QUESTION COURTE 1:
Selon le texte sur le congrès de la LCR, combien de délégué-e-s les membres élisent-ils par rapport à leur nombre ?
QUESTION COURTE 2:
Poursuivez le texte sur le 16e congrès de la LCR à la suite de sa dernière phrase.

TEXTE FOURNI:

↓

Congrès de la LCR anticapitaliste et unitaire

Congrès de la LCR anticapitaliste et unitaire

Nous avons suivi les travaux du 16e congrès de la LCR, du 19 au 22 janvier, à la Plaine Saint-Denis (Paris). Pour les quelque 500 délégué-e-s présents, il s’agissait de faire un bilan de l’action de la Ligue depuis deux ans, d’analyser la situation politique ouvert par le «non» au Traité constitutionnel européen, mais surtout de se prononcer sur les perspectives de rassemblement de la gauche anticapitaliste.

Un Congrès de la LCR, c’est d’abord une leçon de démocratie. L’ensemble des membres, réunis préalablement en assemblées locales, élisent leurs délégué-e-s à la proportionnelle (un pour sept membres), sur la base de plateformes longuement débattues. La plateforme 1 (majoritaire) avait ainsi recueilli 49% des suffrages, la Pf 2 (12%), la Pf 3 (26%), la Pf 4 (9%) et la Pf 5 (4%). A l’issue du Congrès, les délégué-e-s élisent la nouvelle direction à la proportionnelle des tendances, avec mandat cependant d’appliquer l’orientation majoritaire.

Une organisation qui recrute

Après son dernier congrès d’octobre 2003, dans la foulée du succès d’Olivier Besancenot aux présidentielles, la Ligue avait lancé un appel à rassembler la gauche anticapitaliste et rédigé un projet de manifeste. Elle avait aussi gagné un nombre appréciable de nouveaux membres. Au printemps 2004 cependant, en tandem avec Lutte Ouvrière, elle faisait de mauvais résultats aux européennes et aux régionales, sur la base de campagnes très «syndicalistes» qui voyaient mal venir l’ampleur du «vote sanction», contre le gouvernement Raffarin.

Dès l’automne 2004, la LCR et son porte-parole étaient cependant au cœur de la mobilisation pour le rejet populaire du projet de constitution européenne. En soutenant l’Appel des 200 de la Fondation Copernic, elle a aussi contribué activement au développement des «collectifs du non», qui ont rassemblé plusieurs dizaines de milliers de militant-e-s dans un millier de structures unitaires.

↑

LIGNES DE DONNÉES:
↓

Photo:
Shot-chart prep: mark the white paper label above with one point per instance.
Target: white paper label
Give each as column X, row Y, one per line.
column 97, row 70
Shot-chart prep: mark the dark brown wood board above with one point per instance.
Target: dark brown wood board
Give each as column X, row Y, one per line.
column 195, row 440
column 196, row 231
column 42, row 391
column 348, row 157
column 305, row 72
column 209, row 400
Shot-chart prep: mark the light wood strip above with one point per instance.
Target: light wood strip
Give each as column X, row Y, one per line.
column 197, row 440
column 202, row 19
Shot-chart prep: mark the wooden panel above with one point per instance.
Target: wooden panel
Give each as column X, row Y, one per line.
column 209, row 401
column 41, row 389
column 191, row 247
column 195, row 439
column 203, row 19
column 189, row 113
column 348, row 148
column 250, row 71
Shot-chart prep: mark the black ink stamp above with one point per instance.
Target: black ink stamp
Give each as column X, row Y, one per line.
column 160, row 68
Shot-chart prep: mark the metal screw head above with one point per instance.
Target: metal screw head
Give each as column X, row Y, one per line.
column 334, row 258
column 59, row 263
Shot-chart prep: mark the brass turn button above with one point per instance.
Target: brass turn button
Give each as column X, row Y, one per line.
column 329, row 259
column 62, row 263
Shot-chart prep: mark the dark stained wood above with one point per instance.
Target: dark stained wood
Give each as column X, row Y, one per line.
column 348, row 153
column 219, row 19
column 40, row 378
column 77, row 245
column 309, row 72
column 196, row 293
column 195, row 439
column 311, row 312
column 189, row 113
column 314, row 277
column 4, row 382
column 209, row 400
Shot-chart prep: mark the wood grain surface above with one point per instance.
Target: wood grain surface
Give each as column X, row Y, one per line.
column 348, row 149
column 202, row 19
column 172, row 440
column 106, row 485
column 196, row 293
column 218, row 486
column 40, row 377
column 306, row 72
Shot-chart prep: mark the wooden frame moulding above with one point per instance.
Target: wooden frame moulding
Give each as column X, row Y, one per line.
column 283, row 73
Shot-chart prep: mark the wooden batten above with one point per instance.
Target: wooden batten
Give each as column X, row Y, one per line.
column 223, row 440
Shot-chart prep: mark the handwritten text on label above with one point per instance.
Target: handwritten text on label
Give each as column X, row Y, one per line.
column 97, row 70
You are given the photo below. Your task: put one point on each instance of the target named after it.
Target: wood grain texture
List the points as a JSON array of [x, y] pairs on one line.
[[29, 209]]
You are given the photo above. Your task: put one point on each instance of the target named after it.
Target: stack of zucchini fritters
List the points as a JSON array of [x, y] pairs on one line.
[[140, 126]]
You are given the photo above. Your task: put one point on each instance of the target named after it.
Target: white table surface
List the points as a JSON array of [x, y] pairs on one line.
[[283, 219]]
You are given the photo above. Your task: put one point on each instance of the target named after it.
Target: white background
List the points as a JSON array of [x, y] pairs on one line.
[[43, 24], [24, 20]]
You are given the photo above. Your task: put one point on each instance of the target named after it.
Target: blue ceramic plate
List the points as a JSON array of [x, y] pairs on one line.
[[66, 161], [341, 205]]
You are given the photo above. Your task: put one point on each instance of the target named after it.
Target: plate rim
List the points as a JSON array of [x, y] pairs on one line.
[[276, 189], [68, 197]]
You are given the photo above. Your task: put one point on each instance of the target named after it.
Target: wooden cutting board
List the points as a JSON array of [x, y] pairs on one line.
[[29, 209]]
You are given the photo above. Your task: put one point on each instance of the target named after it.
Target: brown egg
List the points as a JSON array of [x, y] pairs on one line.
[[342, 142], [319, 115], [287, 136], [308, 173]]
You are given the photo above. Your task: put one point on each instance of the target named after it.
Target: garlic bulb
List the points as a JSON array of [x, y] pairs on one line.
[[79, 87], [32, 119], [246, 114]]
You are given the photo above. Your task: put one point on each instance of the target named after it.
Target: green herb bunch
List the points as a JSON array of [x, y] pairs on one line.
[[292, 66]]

↑

RÉSULTAT 1:
Un délégué pour sept membres.

RÉSULTAT 2:
« Depuis le 29 mai, note le bilan majoritaire, la LCR a agi pour permettre la continuation des collectifs en proposant qu’ils tournent leurs activités vers l’action, les campagnes sociales et le débat sur l’alternative politique. (…) Elle a agi pour poursuivre et solidifier les relations avec les courants politiques de la campagne du non, à commencer par le PCF (université d’été de la LCR, fête de l’Humanité, meetings communs). (…) Aujourd’hui, le débat public entre le PS et le PC à propos de la place de la LCR dans l’alternative politique témoigne du poids que nous avons désormais dans les débats ‘à gauche’ ». Libération du 20 janvier consacrait en effet sa Une au Congrès de la LCR.

Après le 29 mai…

La victoire du non, le 29 mai, a constitué un échec cinglant, autant pour le gouvernement de droite que pour la majorité sociale-libérale du PS et des Verts. Et pourtant… on assiste aujourd’hui à la poursuite et au renforcement des attaques brutales d’un patronat qui licencie et d’un pouvoir qui précarise (contrats nouvelle embauche, contrats première embauche, etc.), dans un contexte où la riposte sociale peine à s’organiser sur une échelle suffisamment large.

En dépit de quelques rares succès (dockers, Nestlé), une série de luttes très dures ont échoué, faute de soutien adéquat, notamment dans les transports (SNCM, SNCF, RTM à Marseille, etc.). De surcroît, la proclamation de l’état d’urgence contre la révolte sociale des banlieues n’a pas non plus suscité de riposte digne de ce nom, notamment de la part des «collectifs du non». En même temps, la minorité du PS, qui avait participé activement à la campagne contre la constitution, est rentrée dans le rang en plébiscitant la synthèse majoritaire au congrès du Mans.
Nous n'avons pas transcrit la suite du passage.